### What you are asked to do
Everything in the entries is to be written out exactly, except for the pictures.

### Records for this task

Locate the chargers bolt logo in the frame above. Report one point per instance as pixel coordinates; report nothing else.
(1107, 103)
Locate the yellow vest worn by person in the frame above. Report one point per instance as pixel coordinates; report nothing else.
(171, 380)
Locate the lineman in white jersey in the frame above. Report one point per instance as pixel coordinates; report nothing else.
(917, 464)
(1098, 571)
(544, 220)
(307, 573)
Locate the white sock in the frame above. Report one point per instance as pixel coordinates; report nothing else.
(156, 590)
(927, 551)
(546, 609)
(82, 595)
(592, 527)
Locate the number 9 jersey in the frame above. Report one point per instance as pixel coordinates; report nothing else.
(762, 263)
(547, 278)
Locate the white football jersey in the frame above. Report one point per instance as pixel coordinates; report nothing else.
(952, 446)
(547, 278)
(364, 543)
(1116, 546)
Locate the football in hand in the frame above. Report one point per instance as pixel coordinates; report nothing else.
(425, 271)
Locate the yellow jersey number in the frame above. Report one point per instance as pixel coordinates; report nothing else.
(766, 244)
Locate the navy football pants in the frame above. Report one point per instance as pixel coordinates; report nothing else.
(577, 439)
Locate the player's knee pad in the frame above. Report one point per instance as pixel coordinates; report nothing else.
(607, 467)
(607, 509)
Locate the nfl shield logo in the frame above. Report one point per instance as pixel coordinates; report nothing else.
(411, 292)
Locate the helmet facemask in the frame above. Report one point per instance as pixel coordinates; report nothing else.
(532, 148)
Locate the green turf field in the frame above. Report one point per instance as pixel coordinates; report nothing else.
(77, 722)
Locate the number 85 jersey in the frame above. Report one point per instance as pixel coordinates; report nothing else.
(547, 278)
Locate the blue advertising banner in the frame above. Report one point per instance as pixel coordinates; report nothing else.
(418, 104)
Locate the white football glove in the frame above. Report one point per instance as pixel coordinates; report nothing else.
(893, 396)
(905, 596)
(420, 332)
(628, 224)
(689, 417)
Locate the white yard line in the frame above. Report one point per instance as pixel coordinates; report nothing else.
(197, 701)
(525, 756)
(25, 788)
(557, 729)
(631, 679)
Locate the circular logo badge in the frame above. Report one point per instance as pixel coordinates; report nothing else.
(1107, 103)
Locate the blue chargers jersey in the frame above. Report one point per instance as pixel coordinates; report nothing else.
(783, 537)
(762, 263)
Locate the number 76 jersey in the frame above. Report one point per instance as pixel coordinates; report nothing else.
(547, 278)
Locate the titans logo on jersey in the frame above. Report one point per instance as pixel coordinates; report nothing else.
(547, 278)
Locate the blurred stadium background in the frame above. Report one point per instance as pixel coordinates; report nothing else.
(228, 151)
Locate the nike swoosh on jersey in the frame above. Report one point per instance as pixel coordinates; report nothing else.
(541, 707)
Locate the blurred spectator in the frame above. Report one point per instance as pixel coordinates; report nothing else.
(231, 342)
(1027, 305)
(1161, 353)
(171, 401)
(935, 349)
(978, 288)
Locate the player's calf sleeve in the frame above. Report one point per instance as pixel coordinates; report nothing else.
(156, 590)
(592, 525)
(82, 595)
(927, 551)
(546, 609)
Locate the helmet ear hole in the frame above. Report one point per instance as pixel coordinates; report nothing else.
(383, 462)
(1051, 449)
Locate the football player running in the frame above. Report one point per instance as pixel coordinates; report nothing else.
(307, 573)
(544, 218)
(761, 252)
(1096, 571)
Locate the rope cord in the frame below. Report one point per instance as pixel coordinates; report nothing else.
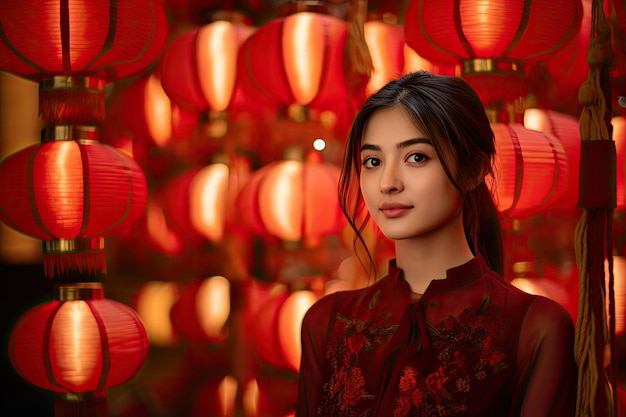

### Solution
Locate the chargers bolt logo in the frame above. Report one point per instance as pixel coordinates; report nothing else.
(1107, 103)
Locate the yellow vest worn by person in the frame above. Report one point per instance as pixel coordinates; report nothing else.
(171, 380)
Locate the lineman in white jersey in the frame above. Report one point per instance as pixel coordinates; report nothing else.
(917, 464)
(1098, 571)
(544, 220)
(307, 573)
Locate the white sock in the frame above. Report one point per instance as pixel coordinates; report nothing else.
(156, 590)
(927, 551)
(546, 609)
(82, 595)
(592, 527)
Locate the number 9 jersey in the frame above. Report one point per instance as pixel coordinates; report nothing else.
(762, 263)
(547, 278)
Locate the white football jersey in the frame above. Report one point per instance as pixel coordinates; report nothing else.
(952, 446)
(547, 278)
(364, 543)
(1116, 546)
Locate the football in hand in the frame above. Report one point per instance as pixel coordinates; report nothing else.
(425, 271)
Locate the yellow jersey number in the frame above. Report one point per instance as pixel coordinates; report nothing else.
(766, 244)
Locate the navy football pants in the frame above. Report one point per instance as pixel coordinates; report nothing else.
(577, 439)
Locate the player's knee pad in the frame above. Report one point per instance as pixel coordinates; report nothing else.
(607, 467)
(607, 509)
Locate the nfl shield logo in the frame above. Report one point per instance as pixel coordinates; report nothing else.
(411, 292)
Locate the helmet facemask in the frame above. Report one point per instance as pixel coordinates; report nothing else.
(532, 148)
Locate the green turf field in the frame above. Report one point per instance as pixel coordinates; report nothing else.
(77, 722)
Locate the number 85 jersey in the frame above. Report one point per instance as pixel coordinates; report nothing else.
(547, 278)
Locate the blue advertising banner in the frame above. Report one point per instance as pixel coordinates; report nothing else.
(418, 104)
Locate the white football glove in the frame above. Report one point per instance as pixel coordinates; report nothing else.
(893, 396)
(905, 596)
(420, 332)
(628, 224)
(689, 417)
Locate the white yard line in the frame above. Report one point per instance as pixel coordinates; report nothing else.
(197, 701)
(525, 756)
(25, 788)
(557, 729)
(631, 679)
Locate the circular logo badge in the frame above. Report one point per instance as pixel coordinates; report nothing else.
(1107, 103)
Locate the blue chargers jersey in the frame above. Report one point per instance as pixel coordinates; report nothing else.
(783, 537)
(762, 263)
Locate the number 76 jersey in the frame above. Report one point per instance as pixel coordinates; report nothing else.
(547, 278)
Locate the titans logo on jersey in the frame above. Report one point per instance as pixel coordinates; report nothing else.
(547, 278)
Locate the blurred stadium background in the frame above. Report one point per instance as pixel coordinates; report nothing else.
(228, 151)
Locate the nike swoosh on jersey in the frame above. Report one point per instance as pixel coordinates; report nothing else.
(541, 707)
Locate the blurred spectator in the frame above. Report one point per instance as pixel coordinates; report nothing else.
(231, 342)
(1027, 305)
(1161, 353)
(171, 401)
(935, 349)
(978, 288)
Locate the player's calf sleeve in the frame above. Report one point per instance as pixel coordinates; report nothing else.
(156, 590)
(592, 525)
(82, 595)
(927, 551)
(546, 609)
Locate the helmet ear hole in the frame above. Report one point per instance as pixel coordinates; report nothing else.
(383, 462)
(1051, 449)
Locate the football player running in the frame above. Report one point per instance as pixel coordinates; report nothing else.
(307, 573)
(544, 218)
(761, 252)
(1096, 571)
Locate the rope cord in the frame below. Report one point per instance as pixel coordinates; report nothing else.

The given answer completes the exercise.